▸ Instructions to follow: Transcribe the data in full and exactly, omitting any pictures.

=== Stored rows ===

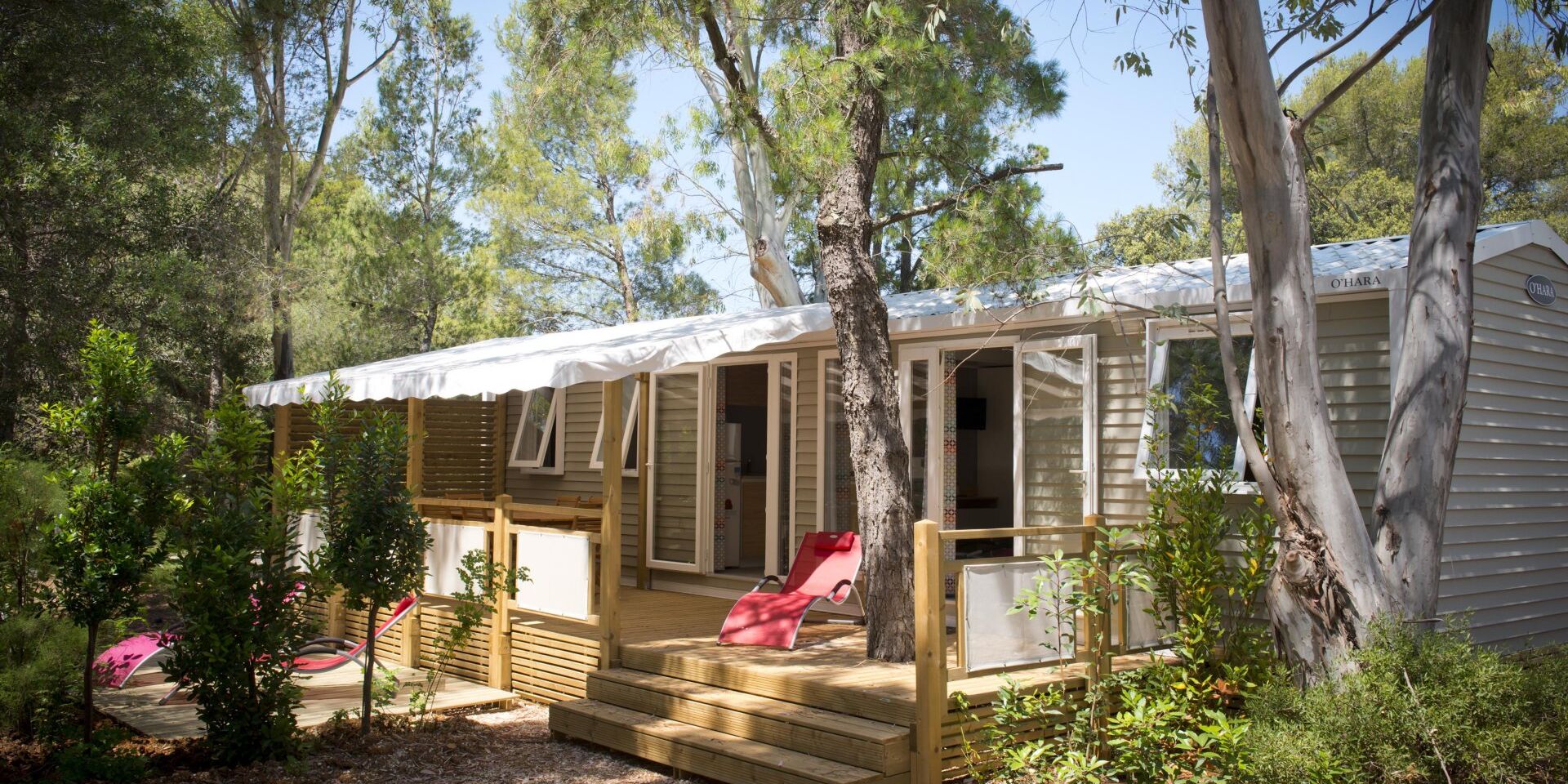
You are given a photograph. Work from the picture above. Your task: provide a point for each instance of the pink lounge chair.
(823, 568)
(122, 659)
(334, 647)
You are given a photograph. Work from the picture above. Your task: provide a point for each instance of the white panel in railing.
(449, 545)
(308, 535)
(993, 637)
(560, 572)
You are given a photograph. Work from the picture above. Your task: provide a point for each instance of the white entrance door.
(678, 470)
(1056, 433)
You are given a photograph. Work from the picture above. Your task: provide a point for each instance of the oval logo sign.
(1540, 289)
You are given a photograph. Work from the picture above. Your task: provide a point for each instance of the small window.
(1183, 361)
(538, 431)
(630, 391)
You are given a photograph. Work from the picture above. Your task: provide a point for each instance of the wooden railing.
(1098, 634)
(504, 519)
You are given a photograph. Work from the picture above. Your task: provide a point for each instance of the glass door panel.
(675, 461)
(1058, 421)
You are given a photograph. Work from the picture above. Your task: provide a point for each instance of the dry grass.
(509, 746)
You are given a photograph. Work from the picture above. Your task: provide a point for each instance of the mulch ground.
(509, 746)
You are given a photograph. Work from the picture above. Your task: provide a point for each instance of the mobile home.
(1027, 429)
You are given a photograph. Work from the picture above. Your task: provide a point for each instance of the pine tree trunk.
(371, 671)
(1429, 383)
(871, 400)
(87, 684)
(1327, 587)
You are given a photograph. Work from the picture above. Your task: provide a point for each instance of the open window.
(630, 391)
(1183, 358)
(537, 444)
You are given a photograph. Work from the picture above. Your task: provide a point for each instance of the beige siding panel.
(576, 479)
(1506, 545)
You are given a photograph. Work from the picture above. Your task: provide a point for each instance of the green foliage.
(1363, 157)
(102, 761)
(576, 201)
(29, 501)
(39, 683)
(482, 581)
(237, 590)
(1142, 726)
(109, 167)
(375, 540)
(1411, 706)
(118, 501)
(1206, 552)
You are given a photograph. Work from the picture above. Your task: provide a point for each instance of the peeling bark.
(860, 318)
(1327, 587)
(1429, 385)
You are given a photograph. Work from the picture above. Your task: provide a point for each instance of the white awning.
(557, 359)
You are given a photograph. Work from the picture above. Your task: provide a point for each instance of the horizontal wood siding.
(576, 479)
(1506, 543)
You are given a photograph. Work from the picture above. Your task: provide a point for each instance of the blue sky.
(1112, 132)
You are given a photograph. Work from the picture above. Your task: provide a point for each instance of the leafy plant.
(237, 590)
(29, 499)
(375, 540)
(1414, 707)
(482, 581)
(39, 683)
(118, 501)
(1206, 554)
(102, 760)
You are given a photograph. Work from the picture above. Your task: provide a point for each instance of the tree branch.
(737, 82)
(1333, 47)
(954, 198)
(1372, 60)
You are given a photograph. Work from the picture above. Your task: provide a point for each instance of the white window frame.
(1156, 345)
(627, 441)
(555, 424)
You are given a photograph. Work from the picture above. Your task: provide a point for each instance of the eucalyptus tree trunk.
(1327, 587)
(860, 318)
(1429, 383)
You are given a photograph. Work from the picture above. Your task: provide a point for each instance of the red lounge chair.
(334, 647)
(823, 568)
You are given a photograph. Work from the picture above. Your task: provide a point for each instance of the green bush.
(41, 679)
(1410, 707)
(237, 591)
(29, 501)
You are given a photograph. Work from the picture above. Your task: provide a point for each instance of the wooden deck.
(748, 714)
(137, 706)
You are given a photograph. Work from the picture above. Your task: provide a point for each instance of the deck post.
(610, 530)
(501, 615)
(644, 574)
(930, 653)
(414, 479)
(281, 424)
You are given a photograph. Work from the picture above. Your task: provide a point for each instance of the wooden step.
(828, 687)
(840, 737)
(700, 750)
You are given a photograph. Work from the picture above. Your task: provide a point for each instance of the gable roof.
(559, 359)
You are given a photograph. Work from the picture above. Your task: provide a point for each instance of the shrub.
(29, 499)
(237, 590)
(1206, 555)
(375, 538)
(39, 683)
(118, 499)
(1413, 706)
(482, 581)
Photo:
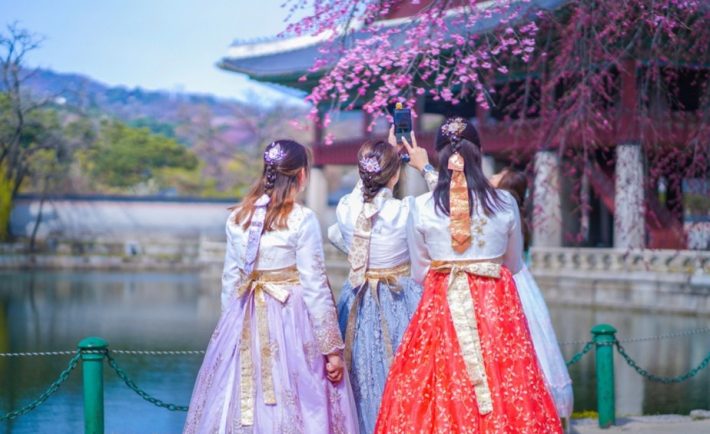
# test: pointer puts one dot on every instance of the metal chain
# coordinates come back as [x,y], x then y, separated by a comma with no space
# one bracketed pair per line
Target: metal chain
[41,353]
[577,357]
[159,353]
[650,338]
[131,352]
[665,380]
[143,394]
[666,336]
[47,393]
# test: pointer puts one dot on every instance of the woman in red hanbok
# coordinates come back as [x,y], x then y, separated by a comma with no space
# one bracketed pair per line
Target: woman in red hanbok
[466,363]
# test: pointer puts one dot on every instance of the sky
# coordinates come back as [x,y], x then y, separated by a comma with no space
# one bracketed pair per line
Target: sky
[155,44]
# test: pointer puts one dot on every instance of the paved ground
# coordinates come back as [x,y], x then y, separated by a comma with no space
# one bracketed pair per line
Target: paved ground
[645,424]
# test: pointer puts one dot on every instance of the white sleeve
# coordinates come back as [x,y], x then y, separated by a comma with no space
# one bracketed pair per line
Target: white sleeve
[418,253]
[316,290]
[336,238]
[230,273]
[431,177]
[513,258]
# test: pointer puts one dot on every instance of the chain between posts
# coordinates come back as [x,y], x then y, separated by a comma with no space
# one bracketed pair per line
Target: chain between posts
[577,357]
[47,393]
[134,387]
[658,379]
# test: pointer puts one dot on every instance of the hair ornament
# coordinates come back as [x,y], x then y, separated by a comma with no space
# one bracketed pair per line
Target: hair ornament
[274,154]
[370,164]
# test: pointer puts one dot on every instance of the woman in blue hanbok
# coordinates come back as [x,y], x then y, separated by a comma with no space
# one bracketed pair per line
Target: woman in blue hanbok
[379,297]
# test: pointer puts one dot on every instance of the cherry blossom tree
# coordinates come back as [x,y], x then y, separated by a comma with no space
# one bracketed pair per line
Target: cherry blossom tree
[564,66]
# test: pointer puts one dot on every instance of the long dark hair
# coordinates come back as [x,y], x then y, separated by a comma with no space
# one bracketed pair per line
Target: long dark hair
[468,145]
[279,180]
[388,161]
[516,183]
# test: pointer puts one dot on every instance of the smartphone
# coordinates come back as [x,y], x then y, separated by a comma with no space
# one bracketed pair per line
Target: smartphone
[402,122]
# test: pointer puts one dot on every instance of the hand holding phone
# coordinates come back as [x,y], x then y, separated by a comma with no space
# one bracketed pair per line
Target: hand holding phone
[402,121]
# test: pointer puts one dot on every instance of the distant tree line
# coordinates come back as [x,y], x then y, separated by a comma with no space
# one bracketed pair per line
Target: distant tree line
[50,147]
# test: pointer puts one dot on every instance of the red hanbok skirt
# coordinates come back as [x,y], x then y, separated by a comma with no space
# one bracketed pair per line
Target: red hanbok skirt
[429,390]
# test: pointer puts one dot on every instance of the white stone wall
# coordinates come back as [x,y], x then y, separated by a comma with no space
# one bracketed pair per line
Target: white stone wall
[120,219]
[547,213]
[629,220]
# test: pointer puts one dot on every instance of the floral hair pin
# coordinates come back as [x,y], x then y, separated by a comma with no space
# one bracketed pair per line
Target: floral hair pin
[274,154]
[453,128]
[370,164]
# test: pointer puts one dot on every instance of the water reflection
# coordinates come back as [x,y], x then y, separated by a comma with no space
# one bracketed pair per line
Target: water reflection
[162,311]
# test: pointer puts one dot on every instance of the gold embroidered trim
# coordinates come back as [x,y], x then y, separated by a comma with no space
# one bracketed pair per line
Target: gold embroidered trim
[246,379]
[463,315]
[327,333]
[360,247]
[459,212]
[258,285]
[373,277]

===

▸ Complete response:
You are given a photograph. Work from the picture above. Your task: provide a point for each instance of the pink lounge chair.
(823, 568)
(122, 659)
(334, 647)
You are given a photograph. Work from the picture above. Your task: provide a point for each instance of the white panel in railing.
(449, 545)
(308, 535)
(993, 637)
(560, 572)
You are given a photograph. Work from the picture above. Your task: provide a point for each instance of the white entrance door.
(678, 470)
(1056, 433)
You are given a photograph. Work from the picture above. Your task: provide a point for each instance of the oval logo sign.
(1540, 289)
You are given a photograph. Work from the picture above. Your task: provide a point for each instance of the small window.
(1183, 361)
(538, 431)
(630, 391)
You are given a photograph. Work from the picture above. Your task: provide a point for each instance of the wooden railing.
(1098, 634)
(504, 519)
You are given a photograph. Work from the picture above. Your task: provide a point for each instance of the glass door panel.
(675, 461)
(1058, 421)
You are given a photograph. Work from the picture above. Your task: provide a point for each instance of the dry grass.
(509, 746)
You are given a photograph. Work from the picture above. Your task: provide a point for each instance of the mulch ground.
(509, 746)
You are given a photograph. Work from the picture above. Your task: provide a point for each instance of the mobile home.
(1027, 429)
You are given a photograph. Work from the picture above. Your task: provide a point for each instance of the pine tree trunk.
(371, 671)
(1429, 383)
(871, 400)
(87, 684)
(1327, 587)
You are given a photograph. Work from the picture above. Your task: provide a point for each instance of the open window.
(630, 391)
(1183, 358)
(537, 444)
You are given a photograph. Work from the picture above. Your task: provide a point for each instance of the beige siding panel.
(576, 479)
(1506, 545)
You are given a photograph. Work from the picture above. Your task: provide a point for each instance of the green foliage.
(1363, 157)
(102, 761)
(576, 201)
(29, 501)
(39, 683)
(482, 581)
(237, 590)
(1142, 726)
(109, 167)
(375, 540)
(1411, 706)
(118, 501)
(1206, 552)
You are given a photograph. Work from the picture above. Your task: provide a point for each instance of the peeling bark.
(860, 318)
(1327, 587)
(1429, 385)
You are given a photograph. Work from the picture above. Your task: provide a point for each instance of the white awning.
(557, 359)
You are given a photograph. Work from the picture above. Your task: provide a point for each instance of the horizontal wood siding.
(576, 479)
(1506, 543)
You are given a photograph. Work from the picture above. Your task: provide a point for each instance of the blue sky.
(1112, 132)
You are given a photograph. Work from the picture above. Your task: provide a point for each instance of the leafy plant.
(237, 590)
(29, 499)
(375, 540)
(1414, 707)
(482, 581)
(39, 683)
(118, 501)
(1206, 554)
(102, 760)
You are given a photograph. Work from the picture above. Your task: provide a point for each instance of the tree branch.
(737, 82)
(1333, 47)
(954, 198)
(1372, 60)
You are given a photograph. Work from the picture above. Your task: provide a point for each instance of the white window frame.
(1156, 345)
(627, 441)
(555, 424)
You are given a photograph. Work from the picture above. Your task: provide a point for each instance of the eucalyptus tree trunk.
(1327, 587)
(860, 318)
(1429, 383)
You are given a photograph. Work from the picture above. Your task: provide a point for each instance of the red lounge chair.
(334, 647)
(823, 568)
You are given a photograph. Work from the picture above. Your task: provide a point for each instance of the green bush.
(41, 679)
(1410, 707)
(237, 591)
(29, 501)
You are given a photograph. Work from the picture above. Your task: provide a point for each instance of the wooden deck.
(748, 714)
(137, 706)
You are given a photograph. Work from the picture above. Your task: provide a point for each instance of the deck post.
(610, 530)
(501, 615)
(644, 574)
(930, 653)
(414, 479)
(281, 424)
You are given a photograph. Work from the picture above. Your task: provide a point for each instance of the wooden step.
(828, 687)
(840, 737)
(700, 750)
You are given a photograph. Work from the picture above. Your task: provide a point for each instance of the gable roof.
(559, 359)
You are given a photograph. Work from the picture above. Your task: provide a point for each instance of the shrub.
(29, 499)
(237, 590)
(1206, 555)
(375, 538)
(39, 683)
(118, 499)
(1413, 706)
(482, 581)
Photo:
# test: pointer puts one dot on every instance of the metal chain
# coordinates come back as [x,y], x then y, separated by a comma with no space
# one bracketed pair per line
Target: metal chain
[41,353]
[577,357]
[159,353]
[650,338]
[131,352]
[665,380]
[143,394]
[666,336]
[47,393]
# test: pointer puts one dot on every instance of the woman in red hanbok
# coordinates come back as [x,y], x then y, separated by a comma with no space
# one bracketed pair per line
Target: woman in red hanbok
[466,363]
# test: pointer puts one dot on every instance of the sky
# coordinates come back as [x,y], x then y, separated by a comma with no space
# one bracketed pair per line
Target: sky
[155,44]
# test: pointer puts one dot on every instance of the paved ground
# coordinates come back as [x,y], x then y, separated by a comma with no space
# one bracketed pair per line
Target: paved ground
[645,424]
# test: pointer puts one dot on every instance of the white sleeve
# coordinates come back as [x,y], x then y, separated by a comma with no space
# one bracketed pair per line
Target: white sleeve
[418,253]
[316,290]
[336,238]
[230,273]
[431,177]
[513,258]
# test: pointer puts one dot on every instance of the chain between posts
# coordinates come back as [x,y], x then y, separated by a comma with no space
# one bracketed pair per line
Target: chain between posts
[577,357]
[47,393]
[134,387]
[658,379]
# test: pointer puts one dot on every instance of the hair ornament
# coordinates come back as [x,y], x then y, separated by a comma with no space
# one bracketed pair per line
Target: hair ornament
[274,154]
[370,164]
# test: pointer puts one dot on every instance of the woman in blue hanbok
# coordinates come back as [x,y], x then y, separated by a comma with no space
# one bracketed pair per line
Target: woman in blue hanbok
[379,297]
# test: pointer puts one dot on every instance of the cherry blossom tree
# coordinates come back as [x,y], x then y, separated by a comma with no space
# one bracketed pair per line
Target: cherry blossom tree
[564,66]
# test: pointer puts one dot on every instance of the long dark hair
# coordinates come back as [x,y], x then y, separated by a comma with no space
# one bracketed pair per line
Target: long dark hair
[468,145]
[279,180]
[388,161]
[516,183]
# test: pointer puts one dot on every instance of the smartphone
# coordinates come back as [x,y], x then y, separated by a comma with no space
# one bracketed pair per line
Target: smartphone
[402,122]
# test: pointer puts one dot on every instance of the hand holding phone
# coordinates come back as [x,y], x then y, separated by a comma with no space
# one bracketed pair per line
Target: hand holding phone
[402,121]
# test: pointer puts one dot on every instance of the distant tree line
# coordinates come back as [x,y], x then y, separated by a comma with no space
# one bracketed pair per line
Target: distant tree line
[50,147]
# test: pointer puts one dot on every instance of the red hanbok skirt
# coordinates come back as [x,y], x then y, separated by a comma with no space
# one bracketed pair per line
Target: red hanbok skirt
[429,390]
# test: pointer puts one dot on every instance of the white stone wall
# coordinates come back as [x,y], x then y, separated by a comma with no space
# one bracketed pair per line
Target: white stone wall
[120,219]
[547,213]
[629,220]
# test: pointer puts one dot on every instance of the floral hair pin
# coordinates come back as [x,y], x then y, separated by a comma with no space
# one bracketed pair per line
Target: floral hair pin
[274,154]
[453,128]
[370,164]
# test: pointer puts one dot on every instance of the water reflection
# coordinates come back as [x,y], x then y, separated by a comma with no space
# one bracketed pair per line
Target: water reflection
[162,311]
# test: pointer puts one dot on every instance of the gold embroidered trim
# coordinates come back as [x,y], x then y, separated by a comma with no space
# one bracketed pair per line
Target: gold embroidered trim
[246,379]
[463,315]
[327,333]
[360,247]
[459,212]
[258,285]
[373,277]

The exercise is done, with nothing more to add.